**Tasks and exercises**
a - Sum up the project management page in two sentences.
b - Turn the paragraph of the project management page that begins "What, then, is a project?" into a short bulleted list that keeps its main facts.
c - Carry the project management page forward with a few more sentences that pick up right after its last line.

**Page**

::::::::

Categorized | Project Management

Back Office 5.6. Project Management

Depending on your final product, your business can run one of four types of operations: a job shop (an auto repair shop is a job shop), a project company (like an architecture or construction firm), line operations (like a manufacturer), or continuous operations (like a gasoline processing plant). Almost all home-based businesses are on the job or project shop half of the continuum; if you’re marketing a product, however, you’re outsourcing the manufacturing to someone running line operations.

What, then, is a project? A project is a complex series of jobs that produces something of significance at the end. Your projects may produce the same type of product all the time, like Web sites; however, each final product is different in some way, has different specifications, and requires different inputs. Even if you’re running a manufacturing operation, you will have projects associated with your business. For instance, developing a new product is a project.

What qualifies as a project? Building a Web site, for one. Building a home. Designing a new product. Inventing a new machine. Making a movie. Making a commercial. Developing a new software program.

::::::::

**Items**

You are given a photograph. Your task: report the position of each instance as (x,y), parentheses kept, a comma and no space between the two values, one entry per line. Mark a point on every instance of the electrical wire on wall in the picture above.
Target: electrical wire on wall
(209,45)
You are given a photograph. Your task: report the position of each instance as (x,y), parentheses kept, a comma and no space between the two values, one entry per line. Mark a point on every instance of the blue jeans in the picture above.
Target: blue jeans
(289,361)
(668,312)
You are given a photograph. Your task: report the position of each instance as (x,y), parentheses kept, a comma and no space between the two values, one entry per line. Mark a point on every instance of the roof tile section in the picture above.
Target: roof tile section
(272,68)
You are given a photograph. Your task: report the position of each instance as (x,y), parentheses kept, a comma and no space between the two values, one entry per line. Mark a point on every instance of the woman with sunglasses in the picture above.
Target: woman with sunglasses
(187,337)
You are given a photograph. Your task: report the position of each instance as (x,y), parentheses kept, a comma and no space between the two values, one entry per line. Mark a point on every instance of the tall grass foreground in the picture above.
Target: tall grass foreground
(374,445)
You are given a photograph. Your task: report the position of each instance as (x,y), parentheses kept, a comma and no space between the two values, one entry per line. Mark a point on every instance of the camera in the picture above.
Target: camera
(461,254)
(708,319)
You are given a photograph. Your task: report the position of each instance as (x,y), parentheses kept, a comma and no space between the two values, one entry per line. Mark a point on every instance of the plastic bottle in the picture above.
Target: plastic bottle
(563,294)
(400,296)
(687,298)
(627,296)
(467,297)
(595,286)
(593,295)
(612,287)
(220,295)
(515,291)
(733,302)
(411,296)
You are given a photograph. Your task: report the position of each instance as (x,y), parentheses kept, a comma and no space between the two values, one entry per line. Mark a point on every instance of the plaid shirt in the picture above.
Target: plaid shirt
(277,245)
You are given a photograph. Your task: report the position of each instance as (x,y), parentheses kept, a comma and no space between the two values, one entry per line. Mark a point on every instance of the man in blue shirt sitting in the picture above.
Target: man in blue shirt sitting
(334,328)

::::::::

**Written responses**
a - A business can run one of four types of operations: a job shop, a project company, line operations, or continuous operations, and almost all home-based businesses fall on the job or project side. A project is a complex series of jobs that produces something of significance at the end, such as building a Web site, designing a new product, or making a movie.

b -
- A project is a complex series of jobs that produces something of significance at the end.
- Projects may produce the same type of product each time, like Web sites, but each final product differs in some way, with different specifications and inputs.
- Even manufacturing businesses have projects; developing a new product is one.

c -
You get the picture.

So project management is managing projects, right? Not quite. It is the planning and controlling of various resources―human beings, materials, equipment―so that the project meets the time, cost, and technical goals set for it.

Simple, right?

Not really. Project management is also a mightily complex subject that entire books have been written about. Real math-heavy types of books. So unless you want to bury your nose in ten-pound, math-filled books, you may want to outsource your project management.

  • You stand to lose money if your projects are not managed correctly―every time I’ve watched entrepreneurs manage their own projects or product development (which is technically a project), I’ve seen costs spiral out of control and schedules go to perdition.
  • You stand to lose time if your projects are not managed correctly. One of the key capabilities a project manager brings to the table is the ability to finish projects on a schedule.
  • An outsourced project manager can have specialized knowledge suitable to the project. For instance, I always advise people unfamiliar with Web development to hire a project manager in addition to hiring a Web design firm to make sure the vendor does things right.
  • Finally, an outsource project manager can bring much-needed objectivity and level-headedness to your project. Because an outsourced project manager “has no dog in the fight,” so to speak, you’re gaining an invaluable outside, disinterested perspective on the project.

What should you look for when you outsource project management services?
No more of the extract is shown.